Stated exercise =>
Rewrite every line from the start of the rows through the line that contains "430), (742, 520)]", both ends and the request lines included. Multiply each coordinate in the recorded points by 2.25 and round to whole numbers with halves going up, leaving the sample coordinates in the requests as they are.

Point labeling rows
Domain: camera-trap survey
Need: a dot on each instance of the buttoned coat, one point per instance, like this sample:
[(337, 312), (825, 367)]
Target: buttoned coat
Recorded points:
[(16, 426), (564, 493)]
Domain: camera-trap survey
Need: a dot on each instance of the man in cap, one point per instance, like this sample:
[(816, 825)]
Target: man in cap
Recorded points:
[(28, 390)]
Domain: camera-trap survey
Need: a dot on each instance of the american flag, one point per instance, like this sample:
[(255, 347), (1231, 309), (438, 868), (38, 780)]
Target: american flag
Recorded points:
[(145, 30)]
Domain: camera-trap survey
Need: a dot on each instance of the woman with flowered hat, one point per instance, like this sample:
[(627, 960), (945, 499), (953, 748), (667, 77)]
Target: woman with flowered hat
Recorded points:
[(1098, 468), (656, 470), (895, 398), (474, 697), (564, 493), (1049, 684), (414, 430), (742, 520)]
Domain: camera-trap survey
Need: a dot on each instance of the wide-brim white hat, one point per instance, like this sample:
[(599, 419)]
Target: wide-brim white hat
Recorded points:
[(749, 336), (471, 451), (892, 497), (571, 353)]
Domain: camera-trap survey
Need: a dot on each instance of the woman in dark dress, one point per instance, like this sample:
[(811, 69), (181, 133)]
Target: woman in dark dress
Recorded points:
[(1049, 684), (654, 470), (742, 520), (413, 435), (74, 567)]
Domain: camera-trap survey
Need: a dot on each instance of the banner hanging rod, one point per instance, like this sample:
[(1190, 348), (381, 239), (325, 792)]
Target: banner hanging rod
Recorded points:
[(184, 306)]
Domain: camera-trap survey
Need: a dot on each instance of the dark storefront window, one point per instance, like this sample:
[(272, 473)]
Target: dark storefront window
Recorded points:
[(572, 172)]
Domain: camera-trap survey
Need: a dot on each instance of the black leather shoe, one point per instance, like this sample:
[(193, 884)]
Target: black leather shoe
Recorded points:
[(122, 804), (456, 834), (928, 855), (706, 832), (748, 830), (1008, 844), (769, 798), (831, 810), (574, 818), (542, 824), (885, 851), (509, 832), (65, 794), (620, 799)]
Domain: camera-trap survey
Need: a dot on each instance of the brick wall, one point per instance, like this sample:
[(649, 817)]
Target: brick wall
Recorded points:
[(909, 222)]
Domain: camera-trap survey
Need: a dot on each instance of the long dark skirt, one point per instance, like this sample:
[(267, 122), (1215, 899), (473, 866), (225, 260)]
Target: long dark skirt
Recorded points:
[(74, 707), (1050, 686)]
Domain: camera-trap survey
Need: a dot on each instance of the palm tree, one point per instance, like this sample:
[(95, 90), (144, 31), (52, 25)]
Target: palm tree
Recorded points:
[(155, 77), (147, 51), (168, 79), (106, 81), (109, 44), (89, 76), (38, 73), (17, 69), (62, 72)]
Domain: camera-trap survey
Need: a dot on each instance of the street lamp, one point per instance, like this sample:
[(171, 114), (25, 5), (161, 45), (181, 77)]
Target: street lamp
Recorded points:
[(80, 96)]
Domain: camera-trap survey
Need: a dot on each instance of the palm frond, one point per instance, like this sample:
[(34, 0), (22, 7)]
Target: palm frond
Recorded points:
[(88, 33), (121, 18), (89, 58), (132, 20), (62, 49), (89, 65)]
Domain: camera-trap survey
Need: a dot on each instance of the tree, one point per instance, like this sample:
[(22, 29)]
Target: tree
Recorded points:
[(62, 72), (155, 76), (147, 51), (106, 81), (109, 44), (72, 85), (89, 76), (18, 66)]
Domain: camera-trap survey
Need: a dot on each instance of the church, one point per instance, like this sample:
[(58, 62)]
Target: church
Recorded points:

Solution to the problem =>
Domain: camera-trap survey
Need: a dot on each instance of the buttoned coat, one point per instance, like this sample:
[(337, 312), (825, 367)]
Target: buttoned coat
Recorded points:
[(36, 959), (1269, 1109)]
Domain: camera-trap survey
Need: a dot on each instance of the man in cap, one point per instance, like this sample:
[(816, 825)]
Target: man in cap
Recorded points:
[(63, 878)]
Domain: camera-trap survey
Need: a dot on each instance of the american flag, one point per instance, like this sample:
[(255, 347), (1231, 309), (438, 868), (38, 780)]
Target: american flag
Recorded points:
[(326, 68)]
Domain: camera-trap survey
Need: a dot on each instance of the woman with flowered hat, one point per instance, like this sample:
[(627, 960), (945, 499), (953, 748), (667, 77)]
Target: woman with flowered hat
Recorded points:
[(2471, 1053), (1476, 1058), (2014, 896), (1067, 1568), (1269, 1109), (2360, 1539), (932, 968), (1670, 1170)]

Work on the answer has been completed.